_Task statement_
The copy you give must match the records exactly, except that it holds no images.

#####

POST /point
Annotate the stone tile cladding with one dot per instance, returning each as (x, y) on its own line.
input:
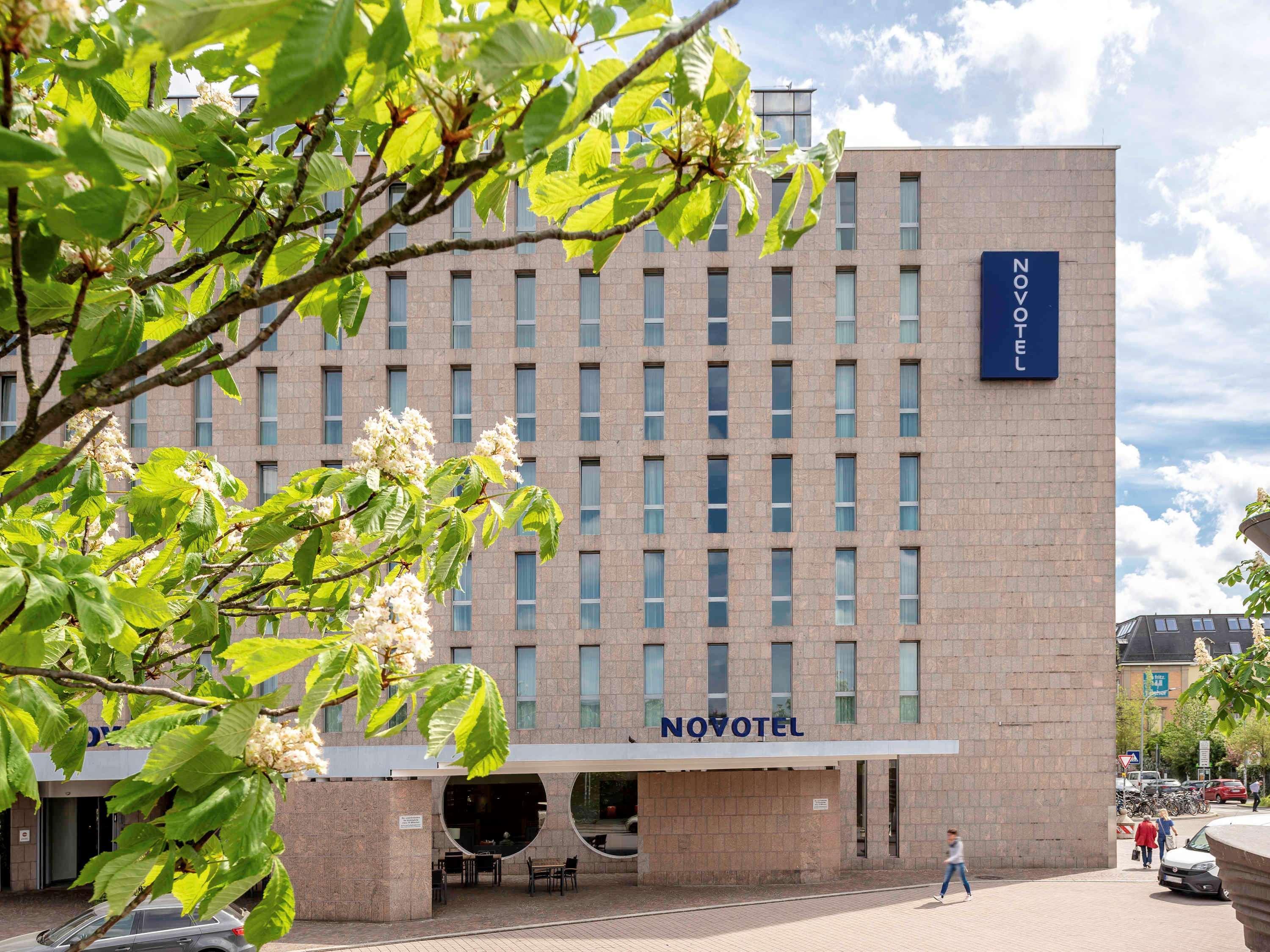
(1016, 489)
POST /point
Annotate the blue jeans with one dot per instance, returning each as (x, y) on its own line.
(948, 878)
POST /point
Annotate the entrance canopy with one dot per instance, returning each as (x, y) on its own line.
(721, 756)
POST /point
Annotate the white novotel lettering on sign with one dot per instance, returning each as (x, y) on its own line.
(1020, 311)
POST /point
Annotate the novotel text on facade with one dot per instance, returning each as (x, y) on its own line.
(698, 728)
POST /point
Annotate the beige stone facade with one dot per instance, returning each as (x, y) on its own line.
(1016, 539)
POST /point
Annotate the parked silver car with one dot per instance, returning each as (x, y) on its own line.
(155, 926)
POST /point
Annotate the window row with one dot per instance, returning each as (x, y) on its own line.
(718, 586)
(783, 702)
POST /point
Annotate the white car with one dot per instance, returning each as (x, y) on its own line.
(1192, 869)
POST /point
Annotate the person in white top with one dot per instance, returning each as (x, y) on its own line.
(955, 862)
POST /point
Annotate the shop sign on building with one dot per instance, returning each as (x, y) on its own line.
(1019, 315)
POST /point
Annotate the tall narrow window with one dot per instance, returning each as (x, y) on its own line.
(654, 589)
(461, 220)
(717, 681)
(717, 494)
(333, 407)
(845, 308)
(908, 492)
(526, 592)
(397, 390)
(783, 680)
(719, 230)
(717, 308)
(590, 522)
(268, 408)
(717, 591)
(910, 212)
(526, 687)
(910, 306)
(267, 482)
(783, 588)
(846, 215)
(783, 400)
(461, 404)
(526, 221)
(588, 422)
(893, 806)
(397, 313)
(845, 683)
(783, 308)
(845, 494)
(526, 310)
(398, 233)
(654, 497)
(861, 808)
(653, 240)
(654, 402)
(9, 405)
(654, 685)
(845, 587)
(204, 412)
(845, 400)
(910, 688)
(783, 494)
(460, 311)
(332, 202)
(910, 398)
(268, 315)
(588, 310)
(526, 404)
(910, 582)
(461, 598)
(717, 404)
(588, 686)
(529, 471)
(654, 309)
(588, 589)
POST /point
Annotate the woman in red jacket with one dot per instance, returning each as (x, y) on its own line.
(1146, 841)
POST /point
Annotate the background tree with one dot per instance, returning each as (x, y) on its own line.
(136, 240)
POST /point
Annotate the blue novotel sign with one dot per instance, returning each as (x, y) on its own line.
(1019, 315)
(738, 726)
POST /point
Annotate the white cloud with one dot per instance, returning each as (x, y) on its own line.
(1127, 457)
(1061, 54)
(972, 132)
(1190, 545)
(865, 125)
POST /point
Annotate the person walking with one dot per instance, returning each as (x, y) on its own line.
(1165, 831)
(955, 862)
(1145, 838)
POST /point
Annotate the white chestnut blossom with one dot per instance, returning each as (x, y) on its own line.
(211, 96)
(394, 622)
(108, 447)
(500, 445)
(397, 447)
(286, 748)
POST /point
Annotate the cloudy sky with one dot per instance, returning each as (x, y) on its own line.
(1180, 88)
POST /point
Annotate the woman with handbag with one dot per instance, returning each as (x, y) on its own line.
(1145, 841)
(1165, 827)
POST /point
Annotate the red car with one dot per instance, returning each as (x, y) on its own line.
(1226, 791)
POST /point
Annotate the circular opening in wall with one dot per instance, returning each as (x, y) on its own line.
(498, 814)
(605, 812)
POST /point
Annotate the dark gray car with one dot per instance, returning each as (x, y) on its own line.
(155, 926)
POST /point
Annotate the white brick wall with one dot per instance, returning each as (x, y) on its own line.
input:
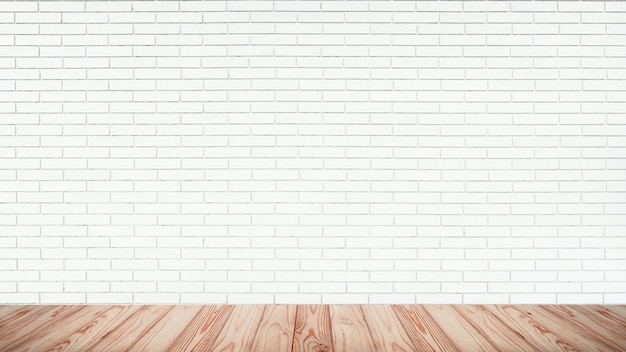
(313, 152)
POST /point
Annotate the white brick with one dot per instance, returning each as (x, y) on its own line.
(480, 142)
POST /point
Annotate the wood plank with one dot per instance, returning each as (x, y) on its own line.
(604, 315)
(131, 329)
(95, 329)
(459, 330)
(39, 339)
(21, 316)
(425, 333)
(561, 328)
(165, 332)
(313, 330)
(201, 333)
(12, 333)
(275, 332)
(589, 326)
(540, 336)
(617, 310)
(240, 329)
(350, 330)
(490, 325)
(386, 329)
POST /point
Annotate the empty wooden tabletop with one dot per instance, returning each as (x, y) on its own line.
(315, 328)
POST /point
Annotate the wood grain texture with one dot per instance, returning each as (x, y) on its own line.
(94, 330)
(275, 332)
(350, 330)
(201, 333)
(313, 328)
(165, 332)
(563, 328)
(589, 327)
(386, 329)
(494, 329)
(536, 334)
(425, 333)
(461, 332)
(240, 330)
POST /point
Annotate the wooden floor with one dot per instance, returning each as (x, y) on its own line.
(313, 328)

#####

_Solved problem_
POST /point
Annotate the stone tile cladding with one dot per instance, returning each as (x, y) on its own line.
input:
(1016, 489)
POST /point
Annotate the blue jeans with one dot per instance, returning each as (x, y) on its own line.
(948, 878)
POST /point
Annotate the entrance canopy with one dot per instance, returning each as (x, y) on its own line.
(721, 756)
POST /point
Annotate the white novotel lettering on sign with one dot per instance, returning each as (x, y) on its own line.
(1020, 311)
POST /point
Annotate the novotel text on facade with one dot per instance, returning each as (x, y) on its own line.
(698, 728)
POST /point
Annotate the beige stone facade with one dot per instance, returning each as (x, y) on its own line.
(1016, 539)
POST /point
Annotate the parked silver car with one dot per instance, returning each as (x, y) on its own line.
(155, 926)
POST /point
Annotate the window row with one dot per instance, returning each as (x, y) on its own line.
(718, 586)
(783, 702)
POST /point
Annotate the white car with one dot per instance, returning each as (x, y) on its own line.
(1192, 869)
POST /point
Annotate the person in white top with one dot per instance, returning each as (x, y) on its own line.
(955, 862)
POST /point
Annotate the shop sign on building with one dot per instance, returning each as (x, y) on its own line.
(1019, 315)
POST /point
Annotate the tall narrow window with one dot per instance, returning each as (x, y) on its own line.
(654, 589)
(461, 220)
(717, 681)
(717, 494)
(333, 407)
(845, 308)
(908, 492)
(526, 592)
(397, 390)
(783, 680)
(719, 230)
(717, 308)
(590, 522)
(268, 408)
(717, 591)
(910, 212)
(526, 687)
(910, 306)
(267, 482)
(783, 588)
(846, 215)
(783, 400)
(461, 404)
(526, 221)
(588, 422)
(893, 806)
(397, 313)
(845, 683)
(783, 308)
(845, 494)
(526, 310)
(398, 233)
(654, 497)
(861, 808)
(653, 240)
(654, 402)
(9, 405)
(654, 685)
(845, 587)
(204, 412)
(845, 400)
(910, 688)
(783, 494)
(460, 311)
(332, 202)
(910, 398)
(268, 315)
(588, 310)
(526, 404)
(910, 582)
(461, 598)
(717, 404)
(588, 686)
(529, 471)
(654, 309)
(588, 589)
POST /point
Annotate the woman in red jacket with one dot per instance, returning each as (x, y) on its own line.
(1146, 841)
POST /point
Annotate the background tree with one dot per instance, returning each as (x, y) on its own line.
(136, 240)
POST /point
Annotate the blue novotel sign with one dot per instance, returning each as (x, y) on its own line.
(1019, 315)
(738, 726)
POST /point
Annotate the white cloud with one dot per instance, returning each as (x, y) on its own line.
(1127, 457)
(1061, 54)
(972, 132)
(1190, 545)
(865, 125)
POST /point
Annotate the person walking with one dot per instance, returning each as (x, y) on its own line.
(1165, 831)
(955, 862)
(1145, 838)
POST /point
Annotate the white chestnut blossom with one dot per instance, returning each as (x, y) on its own line.
(211, 96)
(394, 622)
(108, 447)
(500, 445)
(397, 447)
(286, 748)
POST /point
Annotate the cloudy sky with one dot per instance, returning each as (x, y) on its own line.
(1180, 88)
POST /point
Annotate the woman with handbag with one dot per instance, returning each as (x, y) on its own line.
(1145, 841)
(1165, 827)
POST /point
Annotate the red car with one dot per instance, returning each as (x, y) on its own line.
(1226, 791)
POST /point
Annotate the circular opening in wall with one dot per instance, returning each as (x, y) on its own line.
(498, 814)
(605, 812)
POST /point
Annotate the dark gray car with one dot per instance, returning each as (x, y) on its own line.
(155, 926)
POST /point
Annotate the white brick wall with one dot per instance, returning each as (x, y) on its own line.
input:
(313, 152)
POST /point
Annotate the white brick with one dot per instance, returning each as (x, y) on its own line.
(480, 142)
POST /point
Annotate the wood plank with one dot per instance, returning each as (x, y) on its own line.
(604, 315)
(131, 329)
(95, 329)
(459, 330)
(39, 339)
(21, 316)
(425, 333)
(561, 328)
(165, 332)
(313, 330)
(201, 333)
(12, 333)
(275, 332)
(589, 326)
(540, 336)
(617, 310)
(240, 329)
(350, 330)
(490, 325)
(386, 329)
POST /point
Annotate the empty wooden tabletop with one dot per instance, returning each as (x, y) on its own line.
(315, 328)
POST /point
Annotate the wood grain texture with one dot per instance, returning each as (x, y) on its own line.
(94, 330)
(275, 332)
(350, 330)
(201, 333)
(313, 328)
(165, 332)
(563, 328)
(589, 327)
(386, 329)
(494, 329)
(536, 334)
(425, 333)
(461, 332)
(240, 330)
POST /point
Annotate the wooden floor with one dot per instance, returning each as (x, y) on its own line.
(313, 328)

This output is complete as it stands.